>> Begin Text passage
According to Motherboard, Furie has taken legal action against a slew of popular alt-right figureheads who have made use of his character, including Mike Cernovich, Richard Spencer, and r/The_Donald, the subreddit where thousands of Trump supporters gather.

Furie and his lawyer, Louis Tompros, have been using DMCA takedown to get unflattering uses of Pepe removed from social media and from sites like Amazon, where bad rapper and mace recipient Baked Alaska used Pepe on the cover of his self-published book. Tompros told Motherboard that the subreddit r/The_Donald uses Pepe as a mascot to get people to subscribe, and that Cernovich has used a 3-D model of Pepe in a video mocking Hillary Clinton. (As of this afternoon, r/The_Donald appears to have removed Pepe from the forum.)
>> End Text passage
>> Begin Dataset records
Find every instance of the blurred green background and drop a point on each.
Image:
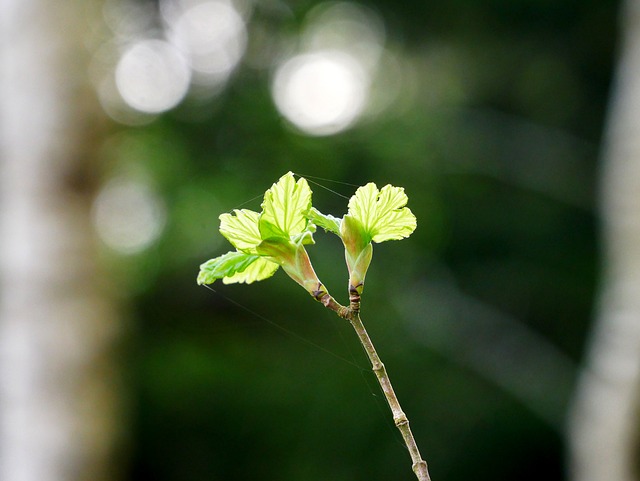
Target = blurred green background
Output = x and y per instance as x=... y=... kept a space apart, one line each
x=490 y=115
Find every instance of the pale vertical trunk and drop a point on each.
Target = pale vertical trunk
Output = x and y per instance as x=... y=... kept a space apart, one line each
x=604 y=421
x=56 y=326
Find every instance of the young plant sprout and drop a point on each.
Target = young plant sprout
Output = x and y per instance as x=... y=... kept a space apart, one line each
x=277 y=236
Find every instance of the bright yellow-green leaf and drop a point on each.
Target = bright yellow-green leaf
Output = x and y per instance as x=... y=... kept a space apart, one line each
x=284 y=208
x=382 y=213
x=241 y=229
x=258 y=270
x=225 y=265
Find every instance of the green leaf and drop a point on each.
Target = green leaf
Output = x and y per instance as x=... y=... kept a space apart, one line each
x=284 y=208
x=258 y=270
x=358 y=250
x=294 y=260
x=226 y=265
x=327 y=222
x=241 y=229
x=382 y=213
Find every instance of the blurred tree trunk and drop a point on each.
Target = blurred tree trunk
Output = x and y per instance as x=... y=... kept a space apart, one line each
x=604 y=422
x=56 y=325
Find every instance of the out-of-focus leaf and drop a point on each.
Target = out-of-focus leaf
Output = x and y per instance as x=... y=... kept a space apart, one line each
x=327 y=222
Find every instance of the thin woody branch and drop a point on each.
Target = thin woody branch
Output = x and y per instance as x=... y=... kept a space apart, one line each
x=399 y=417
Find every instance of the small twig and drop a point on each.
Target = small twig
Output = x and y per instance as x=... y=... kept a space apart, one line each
x=399 y=417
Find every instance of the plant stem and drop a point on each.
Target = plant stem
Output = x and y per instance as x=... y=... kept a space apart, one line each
x=399 y=417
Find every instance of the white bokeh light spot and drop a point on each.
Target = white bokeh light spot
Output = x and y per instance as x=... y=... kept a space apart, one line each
x=128 y=215
x=152 y=76
x=213 y=37
x=321 y=93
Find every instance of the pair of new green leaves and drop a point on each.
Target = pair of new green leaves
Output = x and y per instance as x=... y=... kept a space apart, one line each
x=276 y=237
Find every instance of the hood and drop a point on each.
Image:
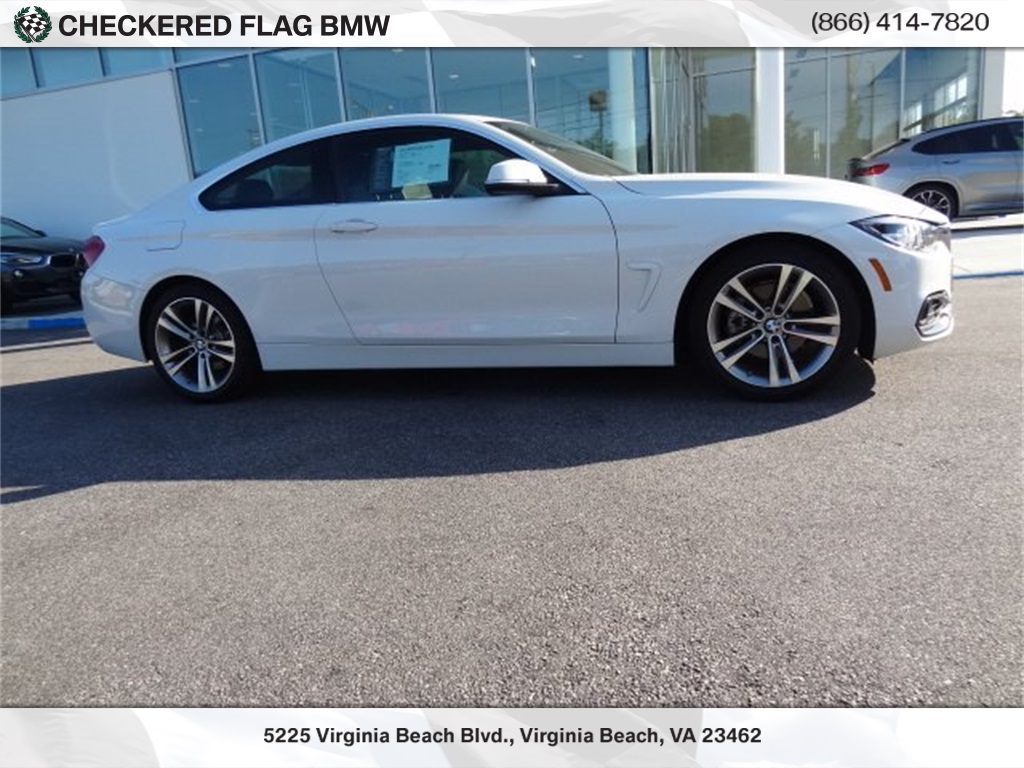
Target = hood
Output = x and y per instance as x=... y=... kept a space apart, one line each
x=757 y=186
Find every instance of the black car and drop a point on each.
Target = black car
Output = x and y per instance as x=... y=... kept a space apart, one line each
x=37 y=265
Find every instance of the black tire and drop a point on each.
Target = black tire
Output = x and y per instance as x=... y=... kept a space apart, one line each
x=200 y=344
x=936 y=197
x=773 y=321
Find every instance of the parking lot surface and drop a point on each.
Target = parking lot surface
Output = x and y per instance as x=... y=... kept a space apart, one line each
x=527 y=538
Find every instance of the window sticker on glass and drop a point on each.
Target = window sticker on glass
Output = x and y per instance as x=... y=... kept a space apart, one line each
x=422 y=163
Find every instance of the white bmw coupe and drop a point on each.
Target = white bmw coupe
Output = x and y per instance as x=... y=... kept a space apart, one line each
x=436 y=241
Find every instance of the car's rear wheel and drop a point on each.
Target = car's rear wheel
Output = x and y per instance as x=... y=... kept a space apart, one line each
x=773 y=322
x=200 y=343
x=936 y=197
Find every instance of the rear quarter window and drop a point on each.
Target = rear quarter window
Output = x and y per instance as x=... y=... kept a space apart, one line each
x=299 y=175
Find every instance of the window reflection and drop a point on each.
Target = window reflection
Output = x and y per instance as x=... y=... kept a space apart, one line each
x=219 y=110
x=132 y=60
x=15 y=72
x=67 y=66
x=482 y=81
x=384 y=81
x=298 y=90
x=807 y=118
x=864 y=109
x=941 y=88
x=724 y=105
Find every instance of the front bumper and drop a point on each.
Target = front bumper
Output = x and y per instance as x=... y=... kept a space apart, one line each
x=910 y=291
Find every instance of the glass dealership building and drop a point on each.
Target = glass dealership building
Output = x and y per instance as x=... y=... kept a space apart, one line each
x=91 y=133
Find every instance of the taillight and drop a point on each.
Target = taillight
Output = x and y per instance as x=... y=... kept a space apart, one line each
x=870 y=170
x=93 y=247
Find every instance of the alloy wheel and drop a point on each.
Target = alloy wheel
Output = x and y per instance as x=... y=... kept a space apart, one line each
x=773 y=326
x=195 y=345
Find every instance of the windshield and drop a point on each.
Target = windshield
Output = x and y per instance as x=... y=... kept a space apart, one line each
x=10 y=228
x=573 y=155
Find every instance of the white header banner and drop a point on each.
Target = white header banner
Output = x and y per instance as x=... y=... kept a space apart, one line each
x=504 y=738
x=518 y=23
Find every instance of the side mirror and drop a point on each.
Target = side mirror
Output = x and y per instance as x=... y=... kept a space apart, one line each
x=519 y=177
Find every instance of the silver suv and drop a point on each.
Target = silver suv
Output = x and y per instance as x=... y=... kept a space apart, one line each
x=971 y=169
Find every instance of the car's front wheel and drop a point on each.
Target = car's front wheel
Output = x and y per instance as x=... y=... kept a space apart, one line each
x=200 y=343
x=773 y=322
x=936 y=197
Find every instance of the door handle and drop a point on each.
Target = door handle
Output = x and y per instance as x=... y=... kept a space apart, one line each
x=352 y=225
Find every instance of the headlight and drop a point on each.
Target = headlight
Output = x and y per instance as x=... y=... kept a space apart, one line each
x=22 y=259
x=911 y=235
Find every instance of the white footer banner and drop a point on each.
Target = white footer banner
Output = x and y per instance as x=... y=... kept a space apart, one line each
x=500 y=737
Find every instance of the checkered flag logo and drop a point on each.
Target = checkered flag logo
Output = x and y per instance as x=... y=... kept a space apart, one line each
x=33 y=27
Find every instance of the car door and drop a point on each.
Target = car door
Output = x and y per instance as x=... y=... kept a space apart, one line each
x=419 y=253
x=257 y=231
x=986 y=166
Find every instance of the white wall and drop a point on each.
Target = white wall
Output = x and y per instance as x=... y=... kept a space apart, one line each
x=77 y=156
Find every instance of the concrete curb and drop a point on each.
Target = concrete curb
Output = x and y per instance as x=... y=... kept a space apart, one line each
x=72 y=320
x=1007 y=273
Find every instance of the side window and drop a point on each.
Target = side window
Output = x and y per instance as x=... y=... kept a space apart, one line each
x=415 y=164
x=299 y=175
x=947 y=143
x=985 y=138
x=1017 y=135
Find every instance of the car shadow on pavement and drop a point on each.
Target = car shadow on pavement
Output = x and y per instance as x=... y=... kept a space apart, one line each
x=124 y=425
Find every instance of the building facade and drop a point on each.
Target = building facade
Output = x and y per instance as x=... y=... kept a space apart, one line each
x=91 y=133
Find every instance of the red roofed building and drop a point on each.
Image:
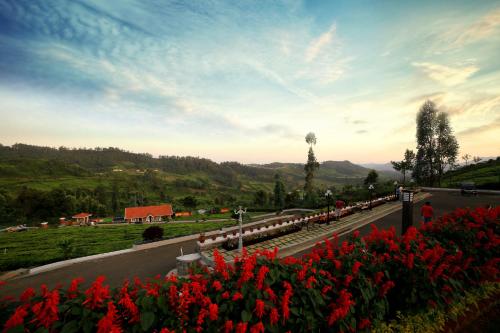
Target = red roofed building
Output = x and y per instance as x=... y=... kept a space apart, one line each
x=148 y=214
x=82 y=218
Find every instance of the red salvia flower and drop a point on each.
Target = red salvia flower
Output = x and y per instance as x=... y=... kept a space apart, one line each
x=241 y=327
x=131 y=309
x=217 y=285
x=228 y=326
x=213 y=311
x=237 y=296
x=261 y=275
x=273 y=316
x=259 y=308
x=96 y=295
x=27 y=295
x=257 y=328
x=46 y=311
x=109 y=323
x=17 y=318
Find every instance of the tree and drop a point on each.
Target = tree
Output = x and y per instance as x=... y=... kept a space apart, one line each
>> End Dataset records
Challenge →
From the text on Furie's legal action over Pepe, extract the span from "According to Motherboard, Furie" to "from the forum.)" word for word. The items have no role in this exercise.

Response →
According to Motherboard, Furie has taken legal action against a slew of popular alt-right figureheads who have made use of his character, including Mike Cernovich, Richard Spencer, and r/The_Donald, the subreddit where thousands of Trump supporters gather.

Furie and his lawyer, Louis Tompros, have been using DMCA takedown to get unflattering uses of Pepe removed from social media and from sites like Amazon, where bad rapper and mace recipient Baked Alaska used Pepe on the cover of his self-published book. Tompros told Motherboard that the subreddit r/The_Donald uses Pepe as a mascot to get people to subscribe, and that Cernovich has used a 3-D model of Pepe in a video mocking Hillary Clinton. (As of this afternoon, r/The_Donald appears to have removed Pepe from the forum.)